++++ Belge Bölümü

SAĞLIKTA VE HEKİMLERDE GELECEĞE DAİR KAYGILAR

Yazı Fontunu Büyült Yazı Fontunu Küçült Yazı Fontunu Sıfırla
kasa fişi

Uz. Dr. Cevdet Tokat‘ ın yazısı:

Yıllardır sağlık sisteminin düzelmesini, özlük haklarımızın iyileştirilmesini, çalışma ortamının güvenli hale getirilmesini ve yaşımız ilerledikçe sırtımızdaki yükün hafiflemesini ümit ederek çalıştık. Bizler gecenin 3-4-5’i demeden karın ağrısı, trafik kazası, bıçaklanma ve kurşunlanma vs nedeniyle acil servise gelen hastaların ameliyatına koştuk.

Zaman geçtikçe, yaşımız ilerledikçe iş yükümüzün azalmasını beklerken icaplar, nöbetler, şef nöbetinde acile 112 ile gelen gebe hastaya sevkte refakat, covid testi yapmak, cerrah olmama rağmen covid nöbeti tutmak vs  yeni yeni iş tanımlarıyla bu yük daha da arttı.

Ancak sağlık cephesinde bizim lehimize değişen kayda değer bir şey olmadı. 15 yıl öncesi ne kadar ek ödeme alıyorsak yine o kadar hatta daha da az ek ödeme alıyoruz, idarecilerimizin bize ne kadar ekmek o kadar köfte muamelesi devam ediyor.

İnsanı ”üzerinden para kazanılan bir meta” olarak gören performansa göre ek ödeme sistemi tüm acımasızlığıyla sürüyor. Sabit maaş artarsa hekimlerin çalışmayacağına dair üst yöneticilerin bizler hakkındaki septik düşünceleri kırılamadı.

Ünvan ve onurumuza yakışan bir temel maaşa henüz kavuşamadık. Yeni mezun bir hekim 6000 tl maaş+3500 tl sabit ek ödeme alıyor ve bu maaşla İstanbul, Ankara İzmir’de geçinmesi  gerekiyor. Vakıf Gereba hastanesinde bir psikiatri asistanı da bu kadar ücret alıyor.

Komşum motokurye, 11000 tl maaş+5-6000 tl prim+bahşiş alıyor. Hâkim ve savcılara verilen ücret yıllardır bizden esirgendi. 14 martta yapılacağı söylenen düzenlemelerde hiç bir gelişme yok. Yeni nesil maddi sıkıntı ve can güvenliği konusunda kaygı duymakta, sosyal medyaya yansıyan olaylardan olumsuz etkilenerek depresif bir ruh haliyle yetişmektedir.

++++++++
++++ Sağlanan Kayıtlar

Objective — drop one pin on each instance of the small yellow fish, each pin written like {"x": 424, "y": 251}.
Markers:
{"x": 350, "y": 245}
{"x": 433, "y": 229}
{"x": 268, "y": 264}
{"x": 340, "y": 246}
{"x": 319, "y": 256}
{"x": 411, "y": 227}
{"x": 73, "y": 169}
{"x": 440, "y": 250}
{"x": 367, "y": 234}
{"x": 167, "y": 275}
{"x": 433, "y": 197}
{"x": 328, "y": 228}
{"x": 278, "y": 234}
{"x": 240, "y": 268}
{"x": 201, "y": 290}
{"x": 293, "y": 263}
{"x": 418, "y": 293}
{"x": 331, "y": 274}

++++++++

## Görev Amacı
Belge bölümüne göre yeni mezun bir hekim ne kadar maaş ve sabit ek ödeme alıyor?

## Görev Çıktısı
Yeni mezun bir hekim 6000 tl maaş ve 3500 tl sabit ek ödeme alıyor.